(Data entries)
════════

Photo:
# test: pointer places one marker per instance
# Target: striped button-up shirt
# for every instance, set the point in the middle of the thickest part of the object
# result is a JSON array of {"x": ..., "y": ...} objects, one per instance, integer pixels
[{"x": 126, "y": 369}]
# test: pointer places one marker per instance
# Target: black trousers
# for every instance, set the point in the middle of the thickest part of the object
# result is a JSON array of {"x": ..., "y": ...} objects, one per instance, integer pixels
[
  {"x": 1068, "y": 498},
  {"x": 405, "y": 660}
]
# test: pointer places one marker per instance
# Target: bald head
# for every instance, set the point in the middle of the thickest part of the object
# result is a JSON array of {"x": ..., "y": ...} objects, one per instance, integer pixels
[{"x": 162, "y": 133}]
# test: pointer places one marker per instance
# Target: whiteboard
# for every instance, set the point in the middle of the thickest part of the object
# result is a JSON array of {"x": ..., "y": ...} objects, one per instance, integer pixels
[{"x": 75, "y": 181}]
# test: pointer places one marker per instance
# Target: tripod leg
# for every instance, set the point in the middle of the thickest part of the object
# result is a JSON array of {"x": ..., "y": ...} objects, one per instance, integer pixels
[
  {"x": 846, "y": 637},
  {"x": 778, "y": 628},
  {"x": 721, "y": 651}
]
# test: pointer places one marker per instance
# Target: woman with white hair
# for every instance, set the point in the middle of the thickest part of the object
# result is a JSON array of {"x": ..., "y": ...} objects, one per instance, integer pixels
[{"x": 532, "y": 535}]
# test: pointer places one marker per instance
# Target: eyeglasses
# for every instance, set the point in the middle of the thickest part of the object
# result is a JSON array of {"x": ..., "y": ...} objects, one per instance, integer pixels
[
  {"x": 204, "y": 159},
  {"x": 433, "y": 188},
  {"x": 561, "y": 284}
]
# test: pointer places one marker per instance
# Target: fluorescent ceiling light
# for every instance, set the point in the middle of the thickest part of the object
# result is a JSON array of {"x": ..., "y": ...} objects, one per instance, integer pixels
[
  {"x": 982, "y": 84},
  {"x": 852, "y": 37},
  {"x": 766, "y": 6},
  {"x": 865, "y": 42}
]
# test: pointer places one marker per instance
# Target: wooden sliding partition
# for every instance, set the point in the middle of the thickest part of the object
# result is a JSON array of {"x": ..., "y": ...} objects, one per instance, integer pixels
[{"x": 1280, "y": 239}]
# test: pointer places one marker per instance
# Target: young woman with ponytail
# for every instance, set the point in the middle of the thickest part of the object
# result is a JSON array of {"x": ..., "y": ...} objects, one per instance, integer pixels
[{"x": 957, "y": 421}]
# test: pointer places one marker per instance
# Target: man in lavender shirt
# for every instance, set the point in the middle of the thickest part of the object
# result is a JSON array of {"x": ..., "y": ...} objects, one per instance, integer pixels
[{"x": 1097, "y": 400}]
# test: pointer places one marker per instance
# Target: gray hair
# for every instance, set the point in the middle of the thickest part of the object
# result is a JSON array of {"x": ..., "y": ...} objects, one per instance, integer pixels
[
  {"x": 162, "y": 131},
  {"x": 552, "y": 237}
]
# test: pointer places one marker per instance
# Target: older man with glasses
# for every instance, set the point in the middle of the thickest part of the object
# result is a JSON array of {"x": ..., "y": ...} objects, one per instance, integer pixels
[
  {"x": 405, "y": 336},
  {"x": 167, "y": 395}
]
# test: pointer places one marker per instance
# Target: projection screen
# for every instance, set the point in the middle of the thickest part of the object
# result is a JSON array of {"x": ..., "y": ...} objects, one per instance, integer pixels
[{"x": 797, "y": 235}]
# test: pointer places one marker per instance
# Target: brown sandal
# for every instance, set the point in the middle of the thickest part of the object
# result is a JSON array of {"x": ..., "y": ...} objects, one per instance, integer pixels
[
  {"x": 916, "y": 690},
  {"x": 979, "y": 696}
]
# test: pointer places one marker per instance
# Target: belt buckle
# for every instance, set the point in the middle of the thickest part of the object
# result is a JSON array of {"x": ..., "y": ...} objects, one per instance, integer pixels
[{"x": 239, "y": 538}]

════════

* EXERCISE DESCRIPTION
Copy the data above. Keep each line exact.

* EXERCISE RESULT
Photo:
# test: pointer places one marker per instance
# Target: striped button-up shirt
# for every instance, set the point in the middle of the thickest part of the object
# result is a JSON array of {"x": ..., "y": ...} objects, one per instance, integer pixels
[{"x": 126, "y": 369}]
# test: pointer places one marker per instance
# Target: black trousers
# for every instance, set the point in the middle of the thickest part of the object
# result is a JSON array of {"x": ..., "y": ...} objects, one per instance, integer pixels
[
  {"x": 1068, "y": 498},
  {"x": 405, "y": 660}
]
# test: pointer places one marker per instance
# Target: bald head
# for every instance, set the point in the middle of the thickest part of the object
# result is a JSON array of {"x": ..., "y": ...} objects, one per instance, integer pixels
[{"x": 162, "y": 133}]
# test: pointer places one marker per instance
# Target: whiteboard
# for every instance, set the point in the middle of the thickest part of the object
# result is a JSON array of {"x": ..., "y": ...} objects, one per instance, integer pixels
[{"x": 75, "y": 181}]
# test: pointer places one marker per instance
# Target: tripod leg
# for every instance, set the point in the middle of the thickest part of the object
# result is a JSON array of {"x": ..., "y": ...} objects, one per instance, integer pixels
[
  {"x": 846, "y": 637},
  {"x": 778, "y": 628},
  {"x": 721, "y": 651}
]
# test: pointer places one marker per instance
# Target: woman with white hair
# for every instance, set the point in the middle of the thickest part of the object
# result is a JSON array of {"x": ..., "y": ...} objects, one per instance, integer pixels
[{"x": 532, "y": 535}]
# test: pointer places one marker per instance
# Target: eyeglasses
# for every instance, set the point in the middle of the thickest part of the object
# result is a JSON array of {"x": ..., "y": ...} objects, one per instance, integer pixels
[
  {"x": 204, "y": 159},
  {"x": 433, "y": 188},
  {"x": 561, "y": 284}
]
# test: pointer places one marker per instance
# Target: fluorescent ceiling light
# for every instance, set the point in the middle of the thickest part of the object
# result is a JSON array of {"x": ..., "y": ...} objects, one per instance, integer pixels
[
  {"x": 982, "y": 84},
  {"x": 852, "y": 37},
  {"x": 766, "y": 6},
  {"x": 865, "y": 42}
]
# test: pointer places one marker per instance
# Target: wooden sliding partition
# for every instance, set the point in the middle of the thickest part of the object
# result is a JSON array of {"x": ..., "y": ...} objects, one per instance, integer pixels
[{"x": 1280, "y": 239}]
# test: pointer places one marker per instance
# Target: young woman with ponytail
# for every instance, set the point in the middle of the thickest part of the object
# result is a JSON array of {"x": ..., "y": ...} objects, one per instance, integer pixels
[{"x": 957, "y": 421}]
# test: pointer places one marker per instance
# Target: man in lavender shirt
# for every instance, set the point in the middle of the thickest part of the object
# result is a JSON array of {"x": ..., "y": ...} objects, one per instance, integer pixels
[{"x": 1097, "y": 400}]
# test: pointer places one marker per instance
# Target: gray hair
# for every instance, set the point in the middle of the thickest part of the object
# result is a JSON array of {"x": ..., "y": ...} objects, one per instance, integer pixels
[
  {"x": 162, "y": 131},
  {"x": 552, "y": 237}
]
# test: pointer places one marker per instance
# Target: older man with glasses
# for every instance, set the point in the middle of the thickest part of the object
# result is a JSON array of {"x": ..., "y": ...} objects, one per instance, integer pixels
[
  {"x": 405, "y": 336},
  {"x": 167, "y": 395}
]
# test: pointer places one marker per instance
# Target: projection screen
# for every instance, set the point in the middle of the thickest part of the object
# result is a JSON array of {"x": ..., "y": ...} objects, one per instance, integer pixels
[{"x": 797, "y": 235}]
# test: pointer places one marker per instance
# Target: brown sandal
# for every instance, set the point in the middle of the thickest part of the object
# result is a JSON array of {"x": ..., "y": ...} objects, one per instance, integer pixels
[
  {"x": 916, "y": 690},
  {"x": 979, "y": 696}
]
# test: pointer places one marker per instance
# Target: belt buckle
# for every instance, set the point in the middle of the thickest part of the object
# result is a JSON array of {"x": ..., "y": ...} objects, one per instance, integer pixels
[{"x": 239, "y": 538}]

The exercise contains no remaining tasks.